▶ Records
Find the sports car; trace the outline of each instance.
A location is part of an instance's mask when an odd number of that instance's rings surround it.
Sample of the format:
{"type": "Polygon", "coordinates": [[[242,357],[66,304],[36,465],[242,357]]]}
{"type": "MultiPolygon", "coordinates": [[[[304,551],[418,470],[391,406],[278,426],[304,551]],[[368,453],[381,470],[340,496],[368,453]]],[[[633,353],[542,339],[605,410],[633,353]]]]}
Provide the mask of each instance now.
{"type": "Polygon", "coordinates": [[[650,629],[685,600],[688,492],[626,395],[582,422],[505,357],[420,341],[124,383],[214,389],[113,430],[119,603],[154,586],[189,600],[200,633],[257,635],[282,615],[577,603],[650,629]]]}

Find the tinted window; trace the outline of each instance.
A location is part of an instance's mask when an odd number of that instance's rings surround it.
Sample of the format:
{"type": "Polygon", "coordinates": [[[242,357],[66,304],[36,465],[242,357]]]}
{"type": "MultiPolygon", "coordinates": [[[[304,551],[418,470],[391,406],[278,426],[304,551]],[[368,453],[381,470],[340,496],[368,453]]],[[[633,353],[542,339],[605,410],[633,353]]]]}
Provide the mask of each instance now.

▶ Task statement
Arrange the lines of the items from the line containing "Find the tinted" through the end of the items as a Markdown table with the columns Row and Line. Number each line in Row and leave out blank lines.

▶ Final result
| Row | Line |
|---|---|
| 1 | Find the tinted window; trace the outline of each instance. |
| 2 | A location is part of an instance's mask when an odd number of that instance's rings surround it. |
| 3 | Sample of the format: |
| 4 | {"type": "Polygon", "coordinates": [[[242,357],[66,304],[36,465],[242,357]]]} |
| 5 | {"type": "MultiPolygon", "coordinates": [[[[304,551],[418,470],[391,406],[278,426],[304,551]],[[368,453],[381,470],[340,496],[368,453]]],[[[633,353],[542,339],[605,410],[633,353]]]]} |
| 6 | Provide the mask of each instance now. |